* Study questions *
1. In the passage on Kobo's e-reader launch, how many users did Kobo have by the late summer of 2011, and in how many countries?
2. Extend the passage on Kobo's e-reader launch, picking up right after its final sentence.

* Provided text *
The second high-risk move was to quickly roll out Kobo readers in Indigo stores—by May, 2010, less than four months after the board approved Reisman's strategy. The company found a manufacturer in Taiwan that agreed to the tight schedule. But there were problems. Thousands of the new units were shipped with the wrong power cords. And early editions of the Kobo did not have WiFi connections.

The final big bet was Kobo's global strategy. As Indigo was preparing to introduce Kobos in its stores, Serbinis went back on the global circuit to find partners to promote the Canadian e-reader. Unlike the proprietary e-readers at Amazon and Barnes & Noble, Indigo wanted Kobo to be the e-reader of choice for booksellers and retailers that were not inclined to create their own hardware. "Normally you build something until it is perfected in your home country, then take it elsewhere," says Serbinis. "Global was where we were always headed," he says, because it gave Kobo the edge a small Canadian contender needed against mammoth U.S. competitors.

By the late summer of 2011, the strategy was bearing fruit. After a year of unveiling technical enhancements to the reader and global sales partnerships, Kobo had earned a distant third-place ranking behind Amazon and Barnes & Noble in the rapidly growing e-reader market. Although Kobo's share was minuscule compared with its larger competitors, its rapid growth was astonishing. It had five million users in 100 countries, thanks to strategic alliances with major European booksellers including WH Smith and big-box U.S. retailers such as Walmart and Best Buy. Its simple tablet format, open platform and international connections were so popular that influential technology magazine Wired crowned it the "surprise" tablet winner of 2011.

Behind Kobo's market success was a grimmer financial story. By the summer of 2011, the start-up was chewing through millions a month, a drain that confirmed Schwartz's worst fears about technology investments. "They kept talking about burn rate and I said, 'ding, ding, ding, ding, this is 2000 all over again,'" Schwartz says. The financier had personal reasons for being wary about technology ventures. His stepdaughter Andrea Reisman had raised close to $150 million to launch her online pet supply business, Petopia.com, during the height of the dot-com boom—only to see it virtually wiped out when the bubble burst. Kobo, Schwartz says with a shake of his head, was costing "a lot of money."

* Material provided *
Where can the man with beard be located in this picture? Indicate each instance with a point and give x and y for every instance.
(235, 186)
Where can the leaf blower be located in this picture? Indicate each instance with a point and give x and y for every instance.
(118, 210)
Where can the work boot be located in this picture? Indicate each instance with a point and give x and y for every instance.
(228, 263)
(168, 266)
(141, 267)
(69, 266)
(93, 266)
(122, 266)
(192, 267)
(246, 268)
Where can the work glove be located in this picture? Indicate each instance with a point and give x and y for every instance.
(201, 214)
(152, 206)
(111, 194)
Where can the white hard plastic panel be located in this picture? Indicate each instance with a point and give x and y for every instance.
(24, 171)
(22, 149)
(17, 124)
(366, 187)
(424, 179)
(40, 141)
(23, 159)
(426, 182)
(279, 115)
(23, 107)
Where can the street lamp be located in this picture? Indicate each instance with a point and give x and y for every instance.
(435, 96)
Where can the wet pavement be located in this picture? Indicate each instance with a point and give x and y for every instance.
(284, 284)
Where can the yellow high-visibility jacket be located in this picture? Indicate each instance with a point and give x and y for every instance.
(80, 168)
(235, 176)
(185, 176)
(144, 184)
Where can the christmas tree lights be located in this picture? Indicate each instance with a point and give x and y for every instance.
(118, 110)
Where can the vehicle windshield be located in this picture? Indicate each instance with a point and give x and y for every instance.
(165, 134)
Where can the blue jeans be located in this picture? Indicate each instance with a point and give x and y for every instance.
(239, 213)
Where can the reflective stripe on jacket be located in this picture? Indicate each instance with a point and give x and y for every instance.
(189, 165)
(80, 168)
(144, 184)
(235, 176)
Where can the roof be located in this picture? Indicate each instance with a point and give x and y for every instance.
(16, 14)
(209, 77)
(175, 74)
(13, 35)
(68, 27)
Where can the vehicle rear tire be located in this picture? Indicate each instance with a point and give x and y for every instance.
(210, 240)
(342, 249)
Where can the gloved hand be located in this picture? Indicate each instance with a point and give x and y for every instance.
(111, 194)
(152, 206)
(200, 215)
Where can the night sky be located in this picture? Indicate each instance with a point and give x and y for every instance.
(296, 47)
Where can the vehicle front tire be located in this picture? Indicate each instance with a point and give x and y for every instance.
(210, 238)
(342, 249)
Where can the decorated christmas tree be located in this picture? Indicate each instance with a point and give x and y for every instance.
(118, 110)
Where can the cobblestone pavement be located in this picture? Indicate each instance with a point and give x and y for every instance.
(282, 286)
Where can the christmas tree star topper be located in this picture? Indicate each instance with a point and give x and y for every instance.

* Set of answers *
1. Five million users in 100 countries.

2.
The financial drain came at the same time that Indigo's traditional book sales and profit margins were shrinking. The quarter that ended last Oct. 1 saw a net loss of $35 million, a huge plunge from a $1.8-million loss a year earlier. Shareholders started to bail from the stock, driving the price to a 52-week low of $6.43 in November, 2011, less than half its peak of $15.53 in October, 2010.

But as the bad news mounted, the Kobo story was attracting attention from an unexpected suitor.

*     *     *

Although little known outside Asia, Rakuten Inc. is Japan's largest e-commerce company. At age 46, CEO Hiroshi (Mickey) Mikitani personifies a new generation of Japanese entrepreneurs who, contrary to the tradition of doing all dealmaking within keiretsu networks, are making acquisitions globally. Most of the company's employees have been taught to speak English; in 2010 and 2011, Rakuten went on a global buying spree that included the acquisition of U.S. online retailer Buy.com and Internet retailers in France, Indonesia, Brazil and Germany.

In August, 2011, Mikitani asked for a meeting with Kobo's owners. By the time they met him in the middle of the month, Reisman, Schwartz and Serbinis knew to expect a takeover offer. Despite Kobo's financial challenges, Reisman was ambivalent about selling the division that had grown to global acclaim so quickly. She designated her husband to be her negotiator, but she made it clear she wanted the moon for Kobo—$400 million, a price that she today concedes was "unbelievable."

What the Kobo team didn't fully realize at the time was that Rakuten had a huge strategic need for a tablet. According to sources, the Japanese company had looked at acquiring other tablets, including Barnes & Noble's Nook, but had been unable to strike a deal. By the time they came to Toronto, the company's executive team had become concerned that Amazon might start selling its Kindle globally, threatening Rakuten's position as one of Asia's leading online retailers.

It took less than three hours for the Indigo team to strike a deal with Mikitani and his chief negotiator, Yoshihisa Yamada. After opening with a bid of little more than $250 million, the Rakuten team quickly closed in on Reisman's ambitious asking price. With a handshake, Mikitani agreed to buy Kobo for $375 million.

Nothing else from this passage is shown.